— Begin DATASET RECORDS —
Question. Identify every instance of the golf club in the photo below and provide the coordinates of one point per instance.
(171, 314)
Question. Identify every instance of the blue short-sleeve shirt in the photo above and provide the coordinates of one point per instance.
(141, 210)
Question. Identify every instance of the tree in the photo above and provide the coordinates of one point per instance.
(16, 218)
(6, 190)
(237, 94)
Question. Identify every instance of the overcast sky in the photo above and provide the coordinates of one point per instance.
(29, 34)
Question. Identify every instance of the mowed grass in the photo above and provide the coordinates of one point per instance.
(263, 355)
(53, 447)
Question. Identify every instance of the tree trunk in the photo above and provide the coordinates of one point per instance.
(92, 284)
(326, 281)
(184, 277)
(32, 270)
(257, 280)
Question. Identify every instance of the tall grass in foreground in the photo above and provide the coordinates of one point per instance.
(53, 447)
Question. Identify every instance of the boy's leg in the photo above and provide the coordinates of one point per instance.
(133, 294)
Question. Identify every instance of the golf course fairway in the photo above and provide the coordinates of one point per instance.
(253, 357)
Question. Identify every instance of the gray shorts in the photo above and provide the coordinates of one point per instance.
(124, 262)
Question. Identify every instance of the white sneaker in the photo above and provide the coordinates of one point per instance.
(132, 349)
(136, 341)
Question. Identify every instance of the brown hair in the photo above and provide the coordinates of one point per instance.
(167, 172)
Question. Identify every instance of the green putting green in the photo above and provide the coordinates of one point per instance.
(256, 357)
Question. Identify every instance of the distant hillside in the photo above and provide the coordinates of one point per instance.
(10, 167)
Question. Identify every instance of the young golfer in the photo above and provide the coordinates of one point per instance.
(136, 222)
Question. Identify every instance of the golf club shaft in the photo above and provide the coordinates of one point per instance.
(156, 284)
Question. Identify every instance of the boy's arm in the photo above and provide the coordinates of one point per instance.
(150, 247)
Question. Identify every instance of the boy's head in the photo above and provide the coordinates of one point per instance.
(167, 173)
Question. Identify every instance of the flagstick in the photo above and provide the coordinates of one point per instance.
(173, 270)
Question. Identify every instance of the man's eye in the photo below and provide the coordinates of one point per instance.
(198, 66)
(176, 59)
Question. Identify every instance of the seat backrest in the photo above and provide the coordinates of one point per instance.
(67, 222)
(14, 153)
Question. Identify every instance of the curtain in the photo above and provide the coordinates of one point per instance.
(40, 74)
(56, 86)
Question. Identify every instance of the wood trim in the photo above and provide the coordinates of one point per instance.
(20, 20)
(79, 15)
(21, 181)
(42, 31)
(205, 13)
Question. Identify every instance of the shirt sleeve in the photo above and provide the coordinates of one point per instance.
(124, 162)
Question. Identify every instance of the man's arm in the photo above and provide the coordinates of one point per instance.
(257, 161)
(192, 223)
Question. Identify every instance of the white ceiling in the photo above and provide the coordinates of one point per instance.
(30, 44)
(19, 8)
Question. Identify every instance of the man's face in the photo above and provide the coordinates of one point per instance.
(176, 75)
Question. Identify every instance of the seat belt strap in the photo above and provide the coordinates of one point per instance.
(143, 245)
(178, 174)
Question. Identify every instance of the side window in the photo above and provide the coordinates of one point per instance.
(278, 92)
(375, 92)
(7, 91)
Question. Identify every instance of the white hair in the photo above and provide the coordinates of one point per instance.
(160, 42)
— End DATASET RECORDS —
__GOAL__: Return all of the entries above word for word, leaving nothing out.

__FULL SOLUTION__:
Question. Identify every instance of the golf club in the photo below and provide the coordinates of one point per instance.
(171, 314)
Question. Identify every instance of the blue short-sleeve shirt in the photo above and provide the coordinates of one point per instance.
(141, 210)
Question. Identify every instance of the tree in the photo above and provide the coordinates of one point per instance.
(16, 218)
(6, 190)
(237, 94)
Question. Identify every instance of the overcast sky in the photo above and provide the coordinates of one point per instance.
(29, 34)
Question. Identify every instance of the mowed grass in the photo above and provide the coordinates of one point per instance.
(263, 355)
(53, 447)
Question. Identify every instance of the tree trunk in the photo above and provide the coordinates of one point per instance.
(92, 284)
(326, 281)
(184, 277)
(32, 270)
(257, 280)
Question. Identify every instance of the tall grass in foreground in the photo above and provide the coordinates of one point per instance.
(53, 447)
Question. Identify every instance of the boy's leg in the photo above and provide the coordinates of one point per instance.
(133, 294)
Question. Identify every instance of the golf course fairway in the photo above and provide the coordinates of one point per instance.
(253, 357)
Question. Identify every instance of the gray shorts in the photo above and provide the coordinates of one point per instance.
(124, 262)
Question. Identify every instance of the white sneaker in the photo above and provide the coordinates of one point per instance.
(132, 349)
(136, 341)
Question. Identify every instance of the brown hair in the photo above and provide the coordinates of one point per instance.
(167, 172)
Question. Identify every instance of the green putting green in the photo above and provide the coordinates of one point per instance.
(256, 357)
Question. Identify every instance of the distant hillside in the photo above and provide the coordinates of one point per instance.
(10, 167)
Question. Identify every instance of the young golfer in the photo above and provide the coordinates of one point per instance.
(136, 222)
Question. Identify every instance of the golf club shaft in the photo above and provide the coordinates of one point per instance.
(156, 284)
Question. Identify every instance of the boy's arm in the photo above and provide the coordinates of one point per instance.
(150, 247)
Question. Identify every instance of the boy's head in the photo above and provide the coordinates of one point per instance.
(167, 173)
Question. Identify every instance of the flagstick in the photo above and provide the coordinates of one point per instance.
(173, 270)
Question. Identify every instance of the man's eye in the photo below and provide the coordinates of one point per instance.
(198, 66)
(176, 59)
Question. Identify every instance of the seat backrest in the photo above and provide the coordinates of one point per instance.
(67, 222)
(14, 153)
Question. Identify every instance of the curtain in the photo above and provide the coordinates of one point per instance.
(40, 74)
(56, 86)
Question. Identify every instance of the wood trim in the photo above and provide the coordinates of one point per instance.
(20, 20)
(79, 15)
(21, 181)
(42, 31)
(205, 13)
Question. Identify every instance of the shirt sleeve in the photo above and provide the coordinates of one point per instance.
(124, 162)
Question. Identify every instance of the man's arm in the photo above and provide the coordinates of one point per instance.
(257, 161)
(192, 223)
Question. Identify every instance of the white ceiling in the photo above and provide the coordinates of one point per instance.
(30, 44)
(19, 8)
Question. Identify every instance of the man's face in the photo above and provide the coordinates of one point per instance.
(176, 75)
Question. Identify every instance of the seat belt strap in the photo above and provide the coordinates of one point per instance.
(143, 245)
(178, 174)
Question. Identify every instance of the side window in the photo above and provide the coordinates of one point per instance.
(278, 92)
(375, 92)
(7, 91)
Question. Identify every instance of the white hair in the photo above and provide the coordinates of one point per instance.
(160, 42)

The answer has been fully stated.